> _DIRECTIONS_
Write out the entries, please, from the line containing "Each instance of the narrow" through their final line, exactly and with nothing else.

begin PROVIDED DATA

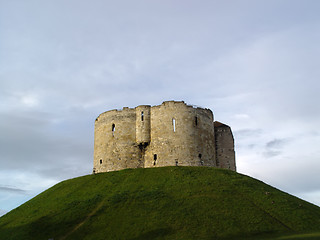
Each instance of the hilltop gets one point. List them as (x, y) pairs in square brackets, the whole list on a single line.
[(162, 203)]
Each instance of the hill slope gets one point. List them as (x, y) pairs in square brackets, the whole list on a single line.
[(160, 203)]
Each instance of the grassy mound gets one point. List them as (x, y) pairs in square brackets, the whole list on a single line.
[(162, 203)]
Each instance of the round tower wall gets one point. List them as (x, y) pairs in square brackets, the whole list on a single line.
[(114, 141), (180, 135)]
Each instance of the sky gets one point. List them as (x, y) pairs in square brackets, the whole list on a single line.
[(254, 63)]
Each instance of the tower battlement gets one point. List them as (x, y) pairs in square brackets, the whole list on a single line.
[(170, 134)]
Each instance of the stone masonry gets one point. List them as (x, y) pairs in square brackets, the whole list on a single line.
[(170, 134)]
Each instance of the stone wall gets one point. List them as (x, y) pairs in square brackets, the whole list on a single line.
[(170, 134)]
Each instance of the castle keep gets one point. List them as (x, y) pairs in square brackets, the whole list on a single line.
[(170, 134)]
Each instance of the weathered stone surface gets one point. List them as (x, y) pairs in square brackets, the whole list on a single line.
[(170, 134)]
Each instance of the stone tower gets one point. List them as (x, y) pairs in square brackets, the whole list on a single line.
[(170, 134)]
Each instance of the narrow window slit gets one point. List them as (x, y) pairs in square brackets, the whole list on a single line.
[(174, 124), (154, 159), (113, 129)]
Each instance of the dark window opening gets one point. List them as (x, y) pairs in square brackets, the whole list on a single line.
[(154, 159), (113, 129), (174, 124)]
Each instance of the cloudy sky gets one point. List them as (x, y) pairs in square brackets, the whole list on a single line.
[(255, 63)]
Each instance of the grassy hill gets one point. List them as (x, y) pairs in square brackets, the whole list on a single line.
[(162, 203)]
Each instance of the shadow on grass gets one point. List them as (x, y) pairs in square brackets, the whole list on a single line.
[(154, 234)]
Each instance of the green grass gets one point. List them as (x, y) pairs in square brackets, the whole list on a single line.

end PROVIDED DATA

> _THE SOLUTION_
Each instance of the narrow window slit gets one point. List them as (x, y) pairs in square brackets, the whole list on a single line.
[(174, 124), (154, 159), (113, 129)]
Each instance of the dark window opening gets one point. List them as (x, y) pairs in square brackets, the whole list on a single line.
[(154, 159), (113, 129), (174, 124)]
Each instance of the cloudy sky gets one point. List them as (x, y) pairs in square brackets, the whole list on a single line.
[(255, 63)]
Each instance of the grassy hill gets one point. List them as (x, y) pairs in square brackets, the whole list on a single line.
[(162, 203)]
Each instance of the shadow on grass gets one point. List them as (x, y) pairs in square brackets, the whole list on a single line.
[(154, 234)]
Each instance of the green grass gets one point. List them as (x, y) pairs in square brackets, the whole list on a single line.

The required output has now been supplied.